• TASK REQUIREMENTS
Each line from the one that contains "the white picket" to the end of the material must be set down exactly, and no line before it.

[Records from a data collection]
------------------------
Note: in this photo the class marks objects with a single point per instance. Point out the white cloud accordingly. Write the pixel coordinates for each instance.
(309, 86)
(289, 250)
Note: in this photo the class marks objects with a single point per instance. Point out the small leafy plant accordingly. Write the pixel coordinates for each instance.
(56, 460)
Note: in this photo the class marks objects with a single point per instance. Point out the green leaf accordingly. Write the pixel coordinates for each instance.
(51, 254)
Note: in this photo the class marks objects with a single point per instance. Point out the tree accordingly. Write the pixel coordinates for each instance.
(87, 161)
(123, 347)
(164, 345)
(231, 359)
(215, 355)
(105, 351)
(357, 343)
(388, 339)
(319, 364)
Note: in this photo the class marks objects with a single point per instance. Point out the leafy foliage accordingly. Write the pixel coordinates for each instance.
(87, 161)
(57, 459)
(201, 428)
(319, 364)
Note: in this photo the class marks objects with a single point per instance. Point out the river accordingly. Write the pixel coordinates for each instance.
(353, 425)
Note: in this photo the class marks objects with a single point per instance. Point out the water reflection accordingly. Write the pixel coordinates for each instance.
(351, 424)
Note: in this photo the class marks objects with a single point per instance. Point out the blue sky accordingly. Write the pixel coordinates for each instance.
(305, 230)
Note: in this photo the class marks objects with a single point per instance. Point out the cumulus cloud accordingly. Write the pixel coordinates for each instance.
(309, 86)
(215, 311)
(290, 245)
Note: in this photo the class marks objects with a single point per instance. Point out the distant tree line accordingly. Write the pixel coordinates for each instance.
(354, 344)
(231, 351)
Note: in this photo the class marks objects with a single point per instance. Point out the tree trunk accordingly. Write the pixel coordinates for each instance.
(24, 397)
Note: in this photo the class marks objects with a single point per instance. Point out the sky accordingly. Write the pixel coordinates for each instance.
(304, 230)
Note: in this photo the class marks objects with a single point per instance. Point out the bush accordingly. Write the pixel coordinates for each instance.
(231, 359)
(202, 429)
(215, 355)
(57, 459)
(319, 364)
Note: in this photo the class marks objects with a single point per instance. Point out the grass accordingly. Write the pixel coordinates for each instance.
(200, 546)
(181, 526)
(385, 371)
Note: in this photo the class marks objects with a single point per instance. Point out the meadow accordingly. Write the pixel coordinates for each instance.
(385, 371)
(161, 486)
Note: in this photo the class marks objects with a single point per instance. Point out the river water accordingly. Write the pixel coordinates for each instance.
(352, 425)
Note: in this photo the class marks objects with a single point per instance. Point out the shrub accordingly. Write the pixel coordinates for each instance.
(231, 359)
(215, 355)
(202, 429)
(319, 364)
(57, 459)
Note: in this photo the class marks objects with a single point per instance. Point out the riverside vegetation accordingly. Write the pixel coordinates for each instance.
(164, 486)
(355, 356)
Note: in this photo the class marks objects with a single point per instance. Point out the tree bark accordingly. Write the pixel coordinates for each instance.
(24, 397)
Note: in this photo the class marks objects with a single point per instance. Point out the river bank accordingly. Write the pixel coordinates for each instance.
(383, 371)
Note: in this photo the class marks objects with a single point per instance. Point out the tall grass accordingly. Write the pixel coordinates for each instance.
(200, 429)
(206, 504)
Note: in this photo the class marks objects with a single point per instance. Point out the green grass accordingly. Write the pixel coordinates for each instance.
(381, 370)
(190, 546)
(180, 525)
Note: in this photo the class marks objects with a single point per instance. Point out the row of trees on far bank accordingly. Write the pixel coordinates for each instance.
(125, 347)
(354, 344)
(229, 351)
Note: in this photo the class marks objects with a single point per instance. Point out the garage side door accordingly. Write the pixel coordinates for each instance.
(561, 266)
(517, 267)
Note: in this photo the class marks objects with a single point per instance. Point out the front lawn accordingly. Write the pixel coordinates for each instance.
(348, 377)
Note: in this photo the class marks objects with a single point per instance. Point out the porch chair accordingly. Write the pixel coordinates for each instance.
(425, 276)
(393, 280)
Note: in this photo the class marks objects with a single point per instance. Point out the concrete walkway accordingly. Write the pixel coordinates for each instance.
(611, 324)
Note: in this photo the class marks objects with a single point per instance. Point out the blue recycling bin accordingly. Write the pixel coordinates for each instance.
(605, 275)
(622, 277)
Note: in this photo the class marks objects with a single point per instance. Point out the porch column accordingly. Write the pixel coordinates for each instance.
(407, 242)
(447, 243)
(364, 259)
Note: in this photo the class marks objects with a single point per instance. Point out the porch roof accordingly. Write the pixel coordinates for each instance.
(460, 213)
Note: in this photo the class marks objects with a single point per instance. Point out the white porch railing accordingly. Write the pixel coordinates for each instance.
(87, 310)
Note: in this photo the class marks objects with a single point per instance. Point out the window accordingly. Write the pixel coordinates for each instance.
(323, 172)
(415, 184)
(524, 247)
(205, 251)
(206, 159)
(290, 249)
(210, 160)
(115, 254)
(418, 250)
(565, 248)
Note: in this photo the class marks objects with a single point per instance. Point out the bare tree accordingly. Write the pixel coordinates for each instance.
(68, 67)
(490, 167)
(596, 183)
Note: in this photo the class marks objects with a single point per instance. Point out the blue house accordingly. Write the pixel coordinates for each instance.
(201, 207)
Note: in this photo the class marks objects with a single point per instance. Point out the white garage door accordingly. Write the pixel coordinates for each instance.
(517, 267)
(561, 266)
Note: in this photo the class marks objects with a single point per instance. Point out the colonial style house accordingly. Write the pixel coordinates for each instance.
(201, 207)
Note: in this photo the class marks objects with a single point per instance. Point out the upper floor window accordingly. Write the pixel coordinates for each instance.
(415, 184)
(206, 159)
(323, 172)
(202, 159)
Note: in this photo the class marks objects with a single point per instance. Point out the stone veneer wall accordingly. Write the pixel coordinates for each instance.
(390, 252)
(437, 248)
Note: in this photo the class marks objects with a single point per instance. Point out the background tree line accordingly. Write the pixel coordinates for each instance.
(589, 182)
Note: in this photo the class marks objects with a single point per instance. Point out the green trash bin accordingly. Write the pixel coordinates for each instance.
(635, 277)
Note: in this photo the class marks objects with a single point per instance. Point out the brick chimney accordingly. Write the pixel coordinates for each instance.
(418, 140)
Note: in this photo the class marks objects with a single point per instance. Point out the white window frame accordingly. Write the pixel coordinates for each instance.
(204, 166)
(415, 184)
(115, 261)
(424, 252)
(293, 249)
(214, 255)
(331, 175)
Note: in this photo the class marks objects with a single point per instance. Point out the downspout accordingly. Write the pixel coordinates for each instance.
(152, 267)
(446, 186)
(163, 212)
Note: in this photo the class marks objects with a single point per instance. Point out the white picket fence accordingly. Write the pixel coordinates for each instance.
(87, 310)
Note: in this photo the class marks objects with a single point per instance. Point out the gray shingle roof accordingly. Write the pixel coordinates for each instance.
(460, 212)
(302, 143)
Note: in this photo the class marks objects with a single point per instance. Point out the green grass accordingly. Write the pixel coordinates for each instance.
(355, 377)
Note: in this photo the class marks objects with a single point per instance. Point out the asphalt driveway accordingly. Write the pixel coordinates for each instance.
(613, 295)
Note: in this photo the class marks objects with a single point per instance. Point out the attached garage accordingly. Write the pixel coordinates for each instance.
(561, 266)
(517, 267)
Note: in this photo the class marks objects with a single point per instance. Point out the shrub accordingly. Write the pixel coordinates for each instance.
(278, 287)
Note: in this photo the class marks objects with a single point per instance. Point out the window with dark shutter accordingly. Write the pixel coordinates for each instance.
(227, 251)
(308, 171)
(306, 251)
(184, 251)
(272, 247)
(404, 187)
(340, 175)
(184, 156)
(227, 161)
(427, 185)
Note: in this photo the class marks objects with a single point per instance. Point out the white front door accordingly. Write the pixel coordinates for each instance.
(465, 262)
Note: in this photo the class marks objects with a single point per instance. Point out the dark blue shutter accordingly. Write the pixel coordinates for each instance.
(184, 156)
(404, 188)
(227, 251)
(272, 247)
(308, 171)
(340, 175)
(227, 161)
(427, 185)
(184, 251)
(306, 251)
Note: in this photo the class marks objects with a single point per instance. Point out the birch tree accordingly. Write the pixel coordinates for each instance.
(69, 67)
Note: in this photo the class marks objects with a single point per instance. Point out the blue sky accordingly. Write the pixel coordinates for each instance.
------------------------
• ANSWER TO THIS EXERCISE
Note: in this photo the class marks objects with a single point per instance. Point out the white picket fence accordingly. Write the pixel coordinates for each instance.
(87, 310)
Note: in this photo the class marks objects with a single point per instance. Point out the gray shingle roof accordingly. Write the pixel coordinates for each instance.
(460, 212)
(302, 143)
Note: in this photo the class marks objects with a single point per instance. Point out the green grass accordingly. Write the pixel coordinates for each instance.
(355, 377)
Note: in this photo the class marks objects with a single point per instance. Point out the asphalt driveway accordingly. Write the pixel coordinates for each instance.
(613, 295)
Note: in this photo the class marks objects with a single point per instance. Point out the attached garage accordingly. Write the pixel coordinates for each instance.
(561, 266)
(517, 267)
Note: in this photo the class marks objects with a single point per instance. Point out the shrub accordingly. Write the pixel coordinates for each instance.
(278, 287)
Note: in this photo the class marks objects with a single point per instance. Point out the window with dark shutter accordingly. Write the pixel coordinates for each instance.
(227, 251)
(308, 171)
(306, 251)
(184, 251)
(272, 247)
(404, 187)
(340, 175)
(184, 156)
(227, 161)
(427, 185)
Note: in this photo the class marks objects with a single point per instance. Point out the white front door accordingly. Write the pixel coordinates for each instance.
(465, 262)
Note: in this photo the class marks objects with a single point per instance. Point out the dark blue shutter accordingly. Write the pixel coordinates for each instance.
(184, 156)
(404, 188)
(227, 251)
(272, 247)
(308, 171)
(340, 175)
(227, 161)
(427, 185)
(184, 251)
(306, 251)
Note: in this photo the class marks objects with a single point per instance. Point out the birch tree accordingly. Write the pixel coordinates for each instance.
(69, 67)
Note: in this photo the class marks objects with a single point per instance. Point out the blue sky accordingly. Write the pixel coordinates for each instance.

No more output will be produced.